● LES CONSIGNES:
(1) Dans l'extrait sur la jeunesse catholique québécoise, combien d'étudiants entrent au Centre étudiant Benoît-Lacroix le dimanche soir ?
(2) Reprenez l'extrait sur la jeunesse catholique québécoise à partir de sa dernière phrase et poursuivez le récit.
====== EXTRAIT CHOISI ======
Photo : Gunther Gamper*
Victime des perceptions à la mode, la jeunesse catholique subit incompréhen-sion et marginalisation. Vivre dans une société de consommation amène inévitablement son lot de difficultés, particulièrement pour les jeunes Québécois qui ont fait le choix d’ancrer leur vie dans la foi chrétienne. Quand l’opposition se fait frontale entre tendances branchées et besoin de croire.

Dimanche soir, 18 décembre. Il est 19h00. Une vingtaine de jeunes étudiants de l’Université de Montréal entrent au Centre étudiant Benoît-Lacroix (CEBL), sur le chemin de la Côte-Sainte-Catherine à Montréal, à proximité de l’institution universitaire. Ils reviennent d’une messe qui vient tout juste de se dérouler, à quelques mètres du couvent Saint-Albert-le-Grand des Dominicains où logent les nouveaux locaux du centre.
====== DONNÉES FOURNIES ======
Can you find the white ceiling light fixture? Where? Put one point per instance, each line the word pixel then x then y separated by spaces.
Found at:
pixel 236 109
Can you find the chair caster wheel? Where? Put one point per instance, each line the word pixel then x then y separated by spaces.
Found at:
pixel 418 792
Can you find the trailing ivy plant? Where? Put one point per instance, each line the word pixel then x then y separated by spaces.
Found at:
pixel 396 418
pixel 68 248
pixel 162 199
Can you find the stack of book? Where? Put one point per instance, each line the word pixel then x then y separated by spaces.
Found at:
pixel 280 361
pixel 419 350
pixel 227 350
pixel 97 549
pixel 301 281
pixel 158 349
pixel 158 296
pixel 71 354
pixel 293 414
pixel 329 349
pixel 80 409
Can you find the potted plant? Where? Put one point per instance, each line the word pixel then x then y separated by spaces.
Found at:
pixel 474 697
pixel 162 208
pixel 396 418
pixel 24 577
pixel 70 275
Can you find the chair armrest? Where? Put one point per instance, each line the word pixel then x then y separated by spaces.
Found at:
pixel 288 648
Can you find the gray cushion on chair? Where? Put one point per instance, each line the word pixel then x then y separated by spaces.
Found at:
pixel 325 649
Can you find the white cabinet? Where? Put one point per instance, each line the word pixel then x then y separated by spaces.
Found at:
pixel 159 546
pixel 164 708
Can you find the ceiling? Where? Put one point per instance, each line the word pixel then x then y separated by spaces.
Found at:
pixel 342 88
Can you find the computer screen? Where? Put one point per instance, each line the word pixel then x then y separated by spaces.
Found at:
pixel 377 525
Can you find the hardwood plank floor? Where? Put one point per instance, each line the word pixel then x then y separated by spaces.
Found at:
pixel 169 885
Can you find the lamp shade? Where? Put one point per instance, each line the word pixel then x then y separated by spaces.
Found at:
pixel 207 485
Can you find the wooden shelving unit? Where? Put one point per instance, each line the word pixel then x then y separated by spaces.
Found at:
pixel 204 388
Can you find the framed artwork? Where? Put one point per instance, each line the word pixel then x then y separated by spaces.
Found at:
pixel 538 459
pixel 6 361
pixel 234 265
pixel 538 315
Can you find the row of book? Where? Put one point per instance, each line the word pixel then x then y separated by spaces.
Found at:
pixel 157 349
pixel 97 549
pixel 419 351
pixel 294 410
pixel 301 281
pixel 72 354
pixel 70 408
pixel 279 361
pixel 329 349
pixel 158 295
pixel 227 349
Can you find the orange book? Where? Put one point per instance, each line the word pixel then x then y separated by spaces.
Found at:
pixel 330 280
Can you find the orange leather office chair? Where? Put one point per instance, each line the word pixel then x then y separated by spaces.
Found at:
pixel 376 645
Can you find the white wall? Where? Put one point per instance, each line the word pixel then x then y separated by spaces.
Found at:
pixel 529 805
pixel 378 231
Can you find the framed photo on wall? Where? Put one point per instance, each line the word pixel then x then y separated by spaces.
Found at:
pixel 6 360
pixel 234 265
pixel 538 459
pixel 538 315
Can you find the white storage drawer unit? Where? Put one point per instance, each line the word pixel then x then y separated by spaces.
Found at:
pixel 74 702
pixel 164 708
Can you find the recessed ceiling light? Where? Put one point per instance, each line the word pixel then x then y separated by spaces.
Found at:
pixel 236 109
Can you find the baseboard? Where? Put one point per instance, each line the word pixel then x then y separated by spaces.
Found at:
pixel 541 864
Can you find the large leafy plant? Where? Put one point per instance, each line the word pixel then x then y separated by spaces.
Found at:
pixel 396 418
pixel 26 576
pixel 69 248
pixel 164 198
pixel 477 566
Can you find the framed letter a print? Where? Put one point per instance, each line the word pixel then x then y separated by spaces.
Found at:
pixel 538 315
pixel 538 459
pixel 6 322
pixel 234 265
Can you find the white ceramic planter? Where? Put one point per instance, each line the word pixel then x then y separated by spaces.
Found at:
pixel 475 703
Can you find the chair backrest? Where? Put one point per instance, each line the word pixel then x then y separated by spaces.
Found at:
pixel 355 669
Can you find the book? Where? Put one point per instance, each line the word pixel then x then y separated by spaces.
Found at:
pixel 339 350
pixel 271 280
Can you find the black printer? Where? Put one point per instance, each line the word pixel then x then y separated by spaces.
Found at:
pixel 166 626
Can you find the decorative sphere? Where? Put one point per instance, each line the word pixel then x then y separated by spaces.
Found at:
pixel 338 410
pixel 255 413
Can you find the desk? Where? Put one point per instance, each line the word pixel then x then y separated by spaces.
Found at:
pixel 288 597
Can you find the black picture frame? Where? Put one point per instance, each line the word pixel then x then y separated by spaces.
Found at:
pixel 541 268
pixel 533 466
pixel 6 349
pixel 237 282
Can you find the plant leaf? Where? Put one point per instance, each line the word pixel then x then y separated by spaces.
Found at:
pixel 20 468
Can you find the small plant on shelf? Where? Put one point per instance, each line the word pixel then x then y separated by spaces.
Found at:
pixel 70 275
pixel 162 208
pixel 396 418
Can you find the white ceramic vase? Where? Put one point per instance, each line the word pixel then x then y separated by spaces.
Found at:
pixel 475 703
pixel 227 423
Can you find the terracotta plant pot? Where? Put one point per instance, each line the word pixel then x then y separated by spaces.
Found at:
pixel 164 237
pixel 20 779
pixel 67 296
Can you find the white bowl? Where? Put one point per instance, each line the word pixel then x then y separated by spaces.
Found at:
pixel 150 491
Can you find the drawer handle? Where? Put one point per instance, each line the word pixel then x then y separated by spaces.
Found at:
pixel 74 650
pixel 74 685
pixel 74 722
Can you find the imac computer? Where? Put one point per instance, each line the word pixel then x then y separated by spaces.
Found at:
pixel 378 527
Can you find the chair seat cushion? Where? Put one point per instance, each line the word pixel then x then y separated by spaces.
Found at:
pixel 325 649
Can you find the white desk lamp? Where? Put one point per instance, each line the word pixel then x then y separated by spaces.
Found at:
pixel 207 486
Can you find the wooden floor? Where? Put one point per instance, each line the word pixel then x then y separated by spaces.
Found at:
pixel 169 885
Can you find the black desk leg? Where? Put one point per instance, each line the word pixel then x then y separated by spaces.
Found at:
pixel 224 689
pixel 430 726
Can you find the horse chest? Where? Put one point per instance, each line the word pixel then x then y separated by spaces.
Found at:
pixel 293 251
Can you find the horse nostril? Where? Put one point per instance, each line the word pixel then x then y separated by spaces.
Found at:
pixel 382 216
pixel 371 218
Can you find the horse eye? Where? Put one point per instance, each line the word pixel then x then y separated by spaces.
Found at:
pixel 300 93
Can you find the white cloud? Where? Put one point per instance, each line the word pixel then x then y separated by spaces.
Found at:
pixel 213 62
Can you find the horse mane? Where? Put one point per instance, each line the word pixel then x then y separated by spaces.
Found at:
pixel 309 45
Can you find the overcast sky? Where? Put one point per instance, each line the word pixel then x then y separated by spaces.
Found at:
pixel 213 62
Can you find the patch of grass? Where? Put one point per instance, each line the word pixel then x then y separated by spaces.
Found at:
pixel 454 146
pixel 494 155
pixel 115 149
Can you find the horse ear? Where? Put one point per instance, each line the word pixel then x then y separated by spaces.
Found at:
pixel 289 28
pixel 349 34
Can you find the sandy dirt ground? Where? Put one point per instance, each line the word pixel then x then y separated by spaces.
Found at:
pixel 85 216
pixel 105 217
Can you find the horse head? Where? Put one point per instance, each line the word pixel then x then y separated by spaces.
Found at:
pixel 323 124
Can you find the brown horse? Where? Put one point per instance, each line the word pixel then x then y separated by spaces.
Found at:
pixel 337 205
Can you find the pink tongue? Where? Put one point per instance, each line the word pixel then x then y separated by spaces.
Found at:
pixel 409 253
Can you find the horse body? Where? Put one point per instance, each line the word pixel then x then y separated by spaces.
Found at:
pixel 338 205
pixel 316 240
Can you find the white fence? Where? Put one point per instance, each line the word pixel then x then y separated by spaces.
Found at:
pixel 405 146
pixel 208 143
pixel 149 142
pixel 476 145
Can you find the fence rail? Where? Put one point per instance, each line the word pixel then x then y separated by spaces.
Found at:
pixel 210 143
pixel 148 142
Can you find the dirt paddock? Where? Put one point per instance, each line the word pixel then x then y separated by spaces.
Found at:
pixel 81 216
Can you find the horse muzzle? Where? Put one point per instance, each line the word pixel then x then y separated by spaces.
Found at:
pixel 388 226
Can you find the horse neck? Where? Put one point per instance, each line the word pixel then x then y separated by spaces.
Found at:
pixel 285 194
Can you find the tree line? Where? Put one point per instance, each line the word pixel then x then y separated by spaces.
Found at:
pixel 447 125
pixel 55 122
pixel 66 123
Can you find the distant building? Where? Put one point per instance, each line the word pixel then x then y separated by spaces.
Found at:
======
● RÉPONSES PAR CONSIGNE:
(1) Une vingtaine de jeunes étudiants de l'Université de Montréal.

(2)
«Normalement on est un peu plus nombreux les dimanches soirs. Mais à cause de la fin de session et des examens, il y a moins d’étudiants aujourd’hui qu’à l’habitude», indique d’entrée de jeu la jeune responsable des activités socioculturelles du CEBL, Hélène Parent. Elle précise alors que les étudiants se rassemblent ainsi de façon hebdomadaire afin d’échanger. «Ils viennent ici pour souper et discuter ensemble», précise-t-elle.

Des regroupements du genre, qui offrent activités et occasions de se rencontrer, il y en a dans toutes les universités montréalaises – UQAM (Université du Québec à Montréal), l’Université Concordia, l’Université McGill – ainsi que dans de nombreux cégeps1. Toutefois, la différence fondamentale entre ceux-ci et le CEBL réside dans la désinstitutionalisation complète et forcée de ce dernier, en 1997. Le centre, désormais autonome de l’université, doit aujourd’hui se tourner vers les dominicains et le diocèse de Montréal afin d’obtenir les ressources financières nécessaires pour offrir une vie pastorale aux étudiants de l’Université de Montréal.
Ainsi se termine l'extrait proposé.